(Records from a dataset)

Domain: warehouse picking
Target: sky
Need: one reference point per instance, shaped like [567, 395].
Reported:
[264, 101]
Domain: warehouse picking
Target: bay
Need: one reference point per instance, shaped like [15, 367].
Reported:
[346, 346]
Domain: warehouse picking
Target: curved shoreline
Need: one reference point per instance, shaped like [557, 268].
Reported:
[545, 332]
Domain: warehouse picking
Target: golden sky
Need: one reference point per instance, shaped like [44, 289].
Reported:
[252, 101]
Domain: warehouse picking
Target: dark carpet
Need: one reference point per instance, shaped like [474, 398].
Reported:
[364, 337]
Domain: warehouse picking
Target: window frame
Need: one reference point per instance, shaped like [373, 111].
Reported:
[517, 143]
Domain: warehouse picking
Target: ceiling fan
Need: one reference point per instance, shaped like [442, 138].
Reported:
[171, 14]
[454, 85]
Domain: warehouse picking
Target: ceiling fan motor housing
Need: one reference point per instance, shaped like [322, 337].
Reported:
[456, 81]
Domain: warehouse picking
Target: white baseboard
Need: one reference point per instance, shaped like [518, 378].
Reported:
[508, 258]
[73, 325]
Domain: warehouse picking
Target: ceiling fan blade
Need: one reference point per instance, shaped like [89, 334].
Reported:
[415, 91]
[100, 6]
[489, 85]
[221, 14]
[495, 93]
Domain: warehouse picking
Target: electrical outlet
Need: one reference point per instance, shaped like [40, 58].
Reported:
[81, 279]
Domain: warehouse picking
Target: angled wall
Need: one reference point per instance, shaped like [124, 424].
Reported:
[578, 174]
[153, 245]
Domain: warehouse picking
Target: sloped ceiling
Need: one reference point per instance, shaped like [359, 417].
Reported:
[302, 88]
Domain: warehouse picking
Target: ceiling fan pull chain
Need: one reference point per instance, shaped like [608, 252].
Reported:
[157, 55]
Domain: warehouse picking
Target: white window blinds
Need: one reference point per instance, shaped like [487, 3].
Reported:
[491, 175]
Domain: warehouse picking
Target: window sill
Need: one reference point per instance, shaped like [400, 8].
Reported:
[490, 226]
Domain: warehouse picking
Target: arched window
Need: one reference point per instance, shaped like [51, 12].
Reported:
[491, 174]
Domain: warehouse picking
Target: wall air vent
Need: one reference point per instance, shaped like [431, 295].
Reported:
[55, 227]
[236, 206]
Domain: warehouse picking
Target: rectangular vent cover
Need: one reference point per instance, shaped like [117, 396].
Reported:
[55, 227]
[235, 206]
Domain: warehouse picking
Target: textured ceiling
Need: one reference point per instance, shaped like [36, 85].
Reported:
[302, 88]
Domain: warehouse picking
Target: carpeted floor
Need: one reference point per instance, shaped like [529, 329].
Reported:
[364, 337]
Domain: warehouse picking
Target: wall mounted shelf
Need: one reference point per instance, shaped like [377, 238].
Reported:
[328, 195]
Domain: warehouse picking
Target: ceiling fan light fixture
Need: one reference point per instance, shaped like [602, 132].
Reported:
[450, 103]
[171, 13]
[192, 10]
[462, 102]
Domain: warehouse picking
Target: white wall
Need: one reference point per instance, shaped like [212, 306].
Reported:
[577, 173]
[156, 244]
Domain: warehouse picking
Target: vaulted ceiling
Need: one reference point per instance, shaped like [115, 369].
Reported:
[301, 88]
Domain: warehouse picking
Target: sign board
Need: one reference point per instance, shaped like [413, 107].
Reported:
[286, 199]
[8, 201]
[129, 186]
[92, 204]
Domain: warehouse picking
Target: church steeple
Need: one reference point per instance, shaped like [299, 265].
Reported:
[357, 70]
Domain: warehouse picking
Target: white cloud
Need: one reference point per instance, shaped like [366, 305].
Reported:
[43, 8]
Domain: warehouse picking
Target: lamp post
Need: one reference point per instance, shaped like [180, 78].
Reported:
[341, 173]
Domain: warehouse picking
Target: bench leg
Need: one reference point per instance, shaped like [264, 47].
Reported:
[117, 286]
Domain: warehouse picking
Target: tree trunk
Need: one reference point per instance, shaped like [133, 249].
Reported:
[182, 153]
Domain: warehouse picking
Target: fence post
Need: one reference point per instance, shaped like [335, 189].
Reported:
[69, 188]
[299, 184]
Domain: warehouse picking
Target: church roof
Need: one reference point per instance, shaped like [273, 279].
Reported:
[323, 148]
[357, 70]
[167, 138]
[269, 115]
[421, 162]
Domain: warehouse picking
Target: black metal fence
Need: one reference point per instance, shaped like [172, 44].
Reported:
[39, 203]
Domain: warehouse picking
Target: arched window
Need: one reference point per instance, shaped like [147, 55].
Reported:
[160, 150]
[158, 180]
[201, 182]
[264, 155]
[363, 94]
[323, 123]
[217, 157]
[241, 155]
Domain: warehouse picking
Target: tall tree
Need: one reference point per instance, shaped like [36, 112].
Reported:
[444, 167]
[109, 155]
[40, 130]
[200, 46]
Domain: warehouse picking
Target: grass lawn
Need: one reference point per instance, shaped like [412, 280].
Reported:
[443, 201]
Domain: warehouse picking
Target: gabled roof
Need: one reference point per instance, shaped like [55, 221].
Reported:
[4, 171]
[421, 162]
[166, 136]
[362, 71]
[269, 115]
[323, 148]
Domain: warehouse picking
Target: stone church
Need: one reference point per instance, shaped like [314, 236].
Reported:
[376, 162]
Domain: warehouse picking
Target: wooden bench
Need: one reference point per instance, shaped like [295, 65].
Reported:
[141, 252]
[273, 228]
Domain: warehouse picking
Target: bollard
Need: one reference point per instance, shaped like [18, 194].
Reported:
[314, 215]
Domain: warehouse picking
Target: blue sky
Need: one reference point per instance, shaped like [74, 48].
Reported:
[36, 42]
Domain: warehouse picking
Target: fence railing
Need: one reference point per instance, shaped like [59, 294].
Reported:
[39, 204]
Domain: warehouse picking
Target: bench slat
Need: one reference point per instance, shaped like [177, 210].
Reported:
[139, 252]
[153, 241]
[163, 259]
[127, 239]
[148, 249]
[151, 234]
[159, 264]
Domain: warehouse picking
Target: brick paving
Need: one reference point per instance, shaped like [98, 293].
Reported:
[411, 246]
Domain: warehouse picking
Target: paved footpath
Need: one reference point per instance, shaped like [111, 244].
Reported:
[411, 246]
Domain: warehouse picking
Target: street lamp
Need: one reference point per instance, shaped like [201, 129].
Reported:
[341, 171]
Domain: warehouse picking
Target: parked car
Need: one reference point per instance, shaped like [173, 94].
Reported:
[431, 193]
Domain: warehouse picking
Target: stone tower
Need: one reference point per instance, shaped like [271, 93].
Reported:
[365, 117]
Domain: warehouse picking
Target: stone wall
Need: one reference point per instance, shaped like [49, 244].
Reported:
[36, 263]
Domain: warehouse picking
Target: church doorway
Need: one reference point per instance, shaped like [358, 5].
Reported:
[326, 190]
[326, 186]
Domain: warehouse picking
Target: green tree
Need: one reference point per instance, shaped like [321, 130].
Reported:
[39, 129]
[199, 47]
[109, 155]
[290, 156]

* * *

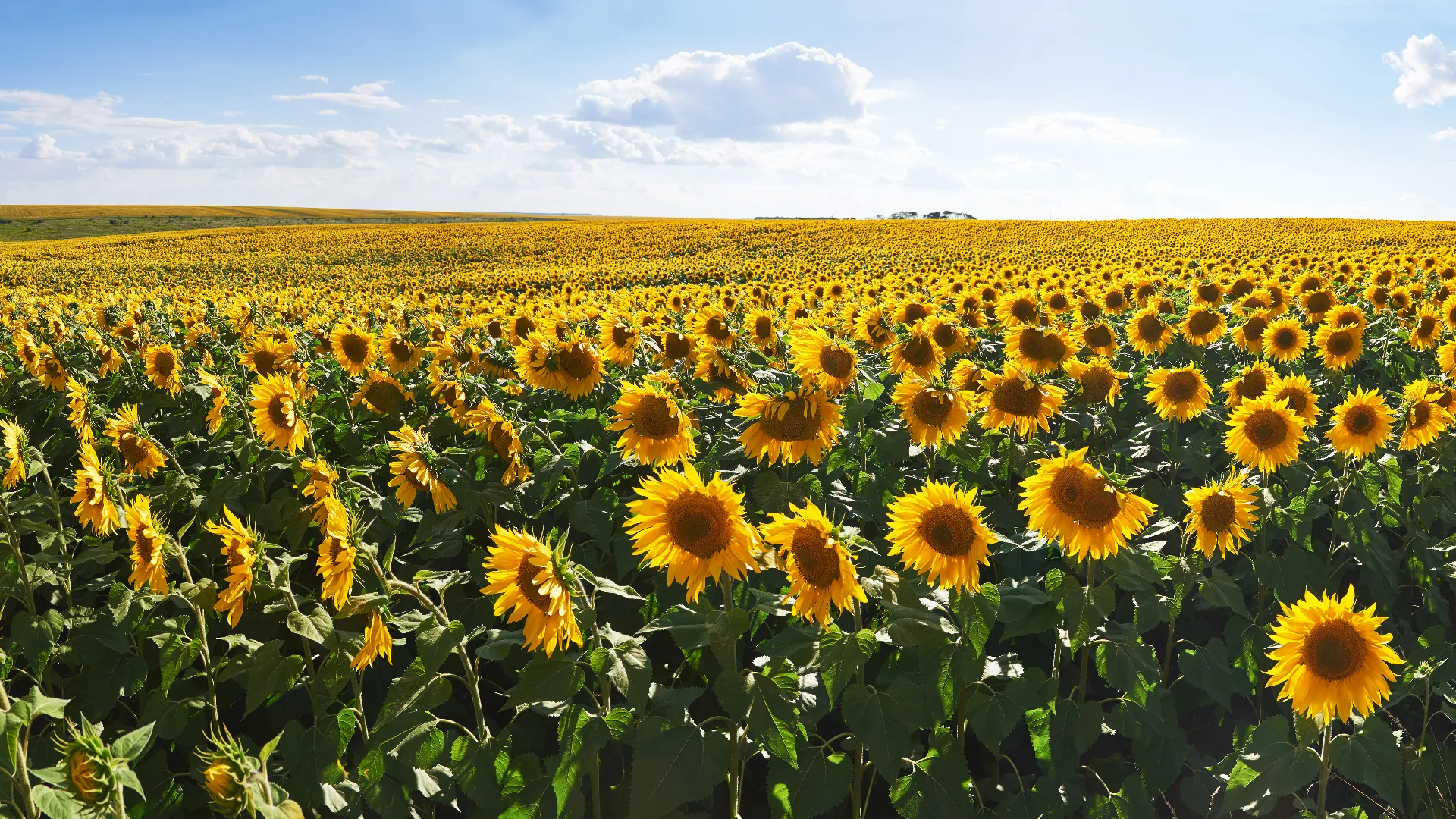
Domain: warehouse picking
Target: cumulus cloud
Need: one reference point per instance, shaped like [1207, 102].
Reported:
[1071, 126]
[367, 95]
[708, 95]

Exercise directions:
Return every line of the records that contains the string "cloud", matching case exactly.

Response to this exercise:
Target: white cloud
Target: cumulus cloud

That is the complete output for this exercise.